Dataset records
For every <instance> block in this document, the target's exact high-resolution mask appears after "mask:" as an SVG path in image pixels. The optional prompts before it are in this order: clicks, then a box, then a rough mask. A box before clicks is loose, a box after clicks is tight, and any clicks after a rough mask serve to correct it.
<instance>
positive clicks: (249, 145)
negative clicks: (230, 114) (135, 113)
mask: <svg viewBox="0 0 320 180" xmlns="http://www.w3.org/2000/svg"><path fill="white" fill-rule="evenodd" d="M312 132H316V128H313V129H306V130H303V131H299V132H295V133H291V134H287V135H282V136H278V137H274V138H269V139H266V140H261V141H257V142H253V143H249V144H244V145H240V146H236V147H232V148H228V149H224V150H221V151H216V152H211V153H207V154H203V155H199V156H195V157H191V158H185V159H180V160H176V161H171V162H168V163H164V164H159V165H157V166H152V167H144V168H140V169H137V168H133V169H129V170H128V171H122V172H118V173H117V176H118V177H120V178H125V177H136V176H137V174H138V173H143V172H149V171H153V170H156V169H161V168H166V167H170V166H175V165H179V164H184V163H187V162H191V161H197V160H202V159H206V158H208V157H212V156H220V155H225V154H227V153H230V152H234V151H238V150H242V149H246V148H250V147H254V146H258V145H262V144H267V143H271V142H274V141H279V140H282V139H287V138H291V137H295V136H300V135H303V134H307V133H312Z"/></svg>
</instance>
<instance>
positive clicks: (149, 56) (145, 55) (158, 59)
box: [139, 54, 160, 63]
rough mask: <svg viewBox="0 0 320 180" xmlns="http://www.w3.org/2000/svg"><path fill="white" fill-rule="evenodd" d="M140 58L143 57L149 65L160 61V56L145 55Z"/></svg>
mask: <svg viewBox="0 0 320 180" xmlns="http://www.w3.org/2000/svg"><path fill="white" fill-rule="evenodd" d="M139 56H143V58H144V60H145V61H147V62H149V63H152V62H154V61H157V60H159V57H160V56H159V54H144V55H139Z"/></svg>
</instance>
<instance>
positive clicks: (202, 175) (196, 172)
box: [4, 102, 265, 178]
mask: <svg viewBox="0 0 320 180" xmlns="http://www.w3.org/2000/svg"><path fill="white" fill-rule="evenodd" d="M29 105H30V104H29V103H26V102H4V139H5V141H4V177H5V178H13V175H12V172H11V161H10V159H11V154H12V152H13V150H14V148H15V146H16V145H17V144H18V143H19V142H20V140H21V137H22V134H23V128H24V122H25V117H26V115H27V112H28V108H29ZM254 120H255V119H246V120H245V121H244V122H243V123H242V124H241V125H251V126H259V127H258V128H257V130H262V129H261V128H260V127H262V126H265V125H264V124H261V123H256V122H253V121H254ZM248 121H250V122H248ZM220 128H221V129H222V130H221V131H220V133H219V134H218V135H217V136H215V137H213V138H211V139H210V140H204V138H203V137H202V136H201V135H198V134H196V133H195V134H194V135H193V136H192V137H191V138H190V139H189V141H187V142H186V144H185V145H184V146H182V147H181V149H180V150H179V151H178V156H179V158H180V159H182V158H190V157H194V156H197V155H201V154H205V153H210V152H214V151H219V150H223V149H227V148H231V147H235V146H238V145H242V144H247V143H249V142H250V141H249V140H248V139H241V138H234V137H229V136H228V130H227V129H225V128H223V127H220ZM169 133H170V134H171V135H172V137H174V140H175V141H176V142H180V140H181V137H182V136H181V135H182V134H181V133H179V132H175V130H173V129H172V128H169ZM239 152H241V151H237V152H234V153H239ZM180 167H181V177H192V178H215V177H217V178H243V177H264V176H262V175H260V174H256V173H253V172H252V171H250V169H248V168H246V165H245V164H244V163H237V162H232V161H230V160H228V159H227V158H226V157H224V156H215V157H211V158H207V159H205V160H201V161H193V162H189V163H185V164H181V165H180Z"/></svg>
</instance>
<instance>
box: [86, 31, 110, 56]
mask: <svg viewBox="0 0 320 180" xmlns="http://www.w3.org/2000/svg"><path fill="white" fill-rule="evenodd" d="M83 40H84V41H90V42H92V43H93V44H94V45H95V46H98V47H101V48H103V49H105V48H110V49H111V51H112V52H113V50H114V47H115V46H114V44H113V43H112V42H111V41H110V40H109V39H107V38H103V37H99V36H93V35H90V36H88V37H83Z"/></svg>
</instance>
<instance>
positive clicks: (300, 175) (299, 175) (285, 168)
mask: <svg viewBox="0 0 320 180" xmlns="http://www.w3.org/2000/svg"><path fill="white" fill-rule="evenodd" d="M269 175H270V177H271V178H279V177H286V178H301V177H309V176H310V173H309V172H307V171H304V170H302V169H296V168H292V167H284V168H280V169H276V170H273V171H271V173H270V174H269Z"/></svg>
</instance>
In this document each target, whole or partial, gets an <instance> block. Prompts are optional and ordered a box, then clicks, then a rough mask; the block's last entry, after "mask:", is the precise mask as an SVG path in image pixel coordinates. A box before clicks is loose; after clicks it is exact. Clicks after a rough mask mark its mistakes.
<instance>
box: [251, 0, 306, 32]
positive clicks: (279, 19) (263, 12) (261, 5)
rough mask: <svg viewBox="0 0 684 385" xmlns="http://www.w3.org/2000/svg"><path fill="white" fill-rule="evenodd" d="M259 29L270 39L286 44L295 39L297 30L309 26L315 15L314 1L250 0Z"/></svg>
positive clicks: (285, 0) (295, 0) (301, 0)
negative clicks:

*About this exercise*: Every record must appear in the answer exactly as written.

*Response area*:
For every <instance> block in this document, the target's exact high-resolution mask appears after "mask:" as an SVG path in image pixels. The optional prompts before it are in this order: clicks, then a box, then a rough mask. A box before clicks is loose, a box after clicks is tight, and any clicks after a rough mask serve to correct it.
<instance>
positive clicks: (249, 145)
negative clicks: (230, 114) (135, 113)
mask: <svg viewBox="0 0 320 180" xmlns="http://www.w3.org/2000/svg"><path fill="white" fill-rule="evenodd" d="M312 132H316V128H313V129H306V130H303V131H299V132H295V133H291V134H287V135H282V136H278V137H274V138H269V139H266V140H261V141H257V142H253V143H249V144H244V145H240V146H236V147H232V148H228V149H224V150H221V151H216V152H211V153H207V154H203V155H199V156H195V157H191V158H185V159H180V160H176V161H171V162H168V163H164V164H159V165H157V166H152V167H144V168H140V169H137V168H133V169H129V170H128V171H122V172H118V173H117V176H118V177H120V178H125V177H136V176H137V174H138V173H143V172H149V171H153V170H156V169H161V168H166V167H170V166H175V165H179V164H184V163H187V162H191V161H197V160H202V159H206V158H208V157H212V156H220V155H225V154H227V153H230V152H234V151H238V150H242V149H246V148H250V147H254V146H258V145H262V144H267V143H271V142H274V141H279V140H282V139H287V138H291V137H295V136H300V135H303V134H307V133H312Z"/></svg>
</instance>
<instance>
positive clicks: (149, 56) (145, 55) (158, 59)
box: [139, 54, 160, 63]
rough mask: <svg viewBox="0 0 320 180" xmlns="http://www.w3.org/2000/svg"><path fill="white" fill-rule="evenodd" d="M140 58L143 57L149 65L160 61V56L145 55Z"/></svg>
mask: <svg viewBox="0 0 320 180" xmlns="http://www.w3.org/2000/svg"><path fill="white" fill-rule="evenodd" d="M139 56H143V58H144V60H145V61H147V62H149V63H152V62H154V61H157V60H159V57H160V56H159V54H144V55H139Z"/></svg>
</instance>
<instance>
positive clicks: (202, 175) (196, 172)
box: [4, 102, 265, 178]
mask: <svg viewBox="0 0 320 180" xmlns="http://www.w3.org/2000/svg"><path fill="white" fill-rule="evenodd" d="M29 105H30V104H29V103H26V102H4V139H5V141H4V177H5V178H13V175H12V172H11V161H10V159H11V154H12V152H13V150H14V148H15V146H16V145H17V144H18V143H19V142H20V140H21V137H22V134H23V128H24V122H25V117H26V115H27V112H28V108H29ZM254 120H255V119H246V120H245V121H244V122H243V123H242V124H241V125H251V126H259V127H258V128H257V130H262V129H261V128H260V127H262V126H265V125H264V124H261V123H256V122H253V121H254ZM248 121H250V122H248ZM220 128H221V129H222V130H221V131H220V133H219V134H218V135H217V136H215V137H213V138H211V139H210V140H204V138H203V137H202V136H201V135H198V134H196V133H195V134H194V135H193V136H192V137H191V138H190V139H189V141H187V142H186V144H185V145H184V146H182V147H181V149H180V150H179V151H178V156H179V158H180V159H182V158H190V157H194V156H197V155H201V154H205V153H210V152H214V151H219V150H223V149H227V148H231V147H235V146H238V145H242V144H247V143H249V142H250V141H249V140H248V139H241V138H234V137H229V136H228V130H227V129H225V128H223V127H220ZM169 133H170V134H171V135H172V137H174V140H175V141H176V142H180V140H181V137H182V136H181V135H182V134H181V133H179V132H175V130H173V129H172V128H169ZM239 152H241V151H237V152H234V153H239ZM180 167H181V177H192V178H215V177H217V178H243V177H264V176H262V175H260V174H256V173H253V172H252V171H250V169H248V168H246V165H245V164H244V163H237V162H232V161H230V160H228V159H227V158H226V157H224V156H215V157H211V158H207V159H205V160H201V161H193V162H189V163H185V164H181V165H180Z"/></svg>
</instance>
<instance>
box: [86, 31, 110, 56]
mask: <svg viewBox="0 0 320 180" xmlns="http://www.w3.org/2000/svg"><path fill="white" fill-rule="evenodd" d="M83 40H84V41H90V42H92V43H93V44H94V45H95V46H98V47H101V48H103V49H105V48H110V49H111V51H112V52H113V50H114V47H115V46H114V44H113V43H112V42H111V41H110V40H109V39H107V38H103V37H99V36H93V35H90V36H88V37H83Z"/></svg>
</instance>
<instance>
positive clicks: (300, 175) (299, 175) (285, 168)
mask: <svg viewBox="0 0 320 180" xmlns="http://www.w3.org/2000/svg"><path fill="white" fill-rule="evenodd" d="M269 175H270V177H271V178H279V177H286V178H301V177H309V176H310V173H309V172H307V171H304V170H302V169H296V168H292V167H284V168H280V169H276V170H273V171H271V173H270V174H269Z"/></svg>
</instance>
In this document each target, whole or partial, gets an <instance> block. Prompts are optional and ordered a box, then clicks, then a rough mask; the block's last entry, after "mask:", is the precise mask as an SVG path in image pixel coordinates. A box before clicks is loose; after clicks it is exact. Clicks after a rough mask mark its mistakes.
<instance>
box: [251, 0, 306, 32]
positive clicks: (279, 19) (263, 12) (261, 5)
rough mask: <svg viewBox="0 0 684 385" xmlns="http://www.w3.org/2000/svg"><path fill="white" fill-rule="evenodd" d="M259 29L270 39L286 44L295 39L297 30L309 26L315 15L314 1L250 0Z"/></svg>
positive clicks: (285, 0) (295, 0) (301, 0)
negative clicks:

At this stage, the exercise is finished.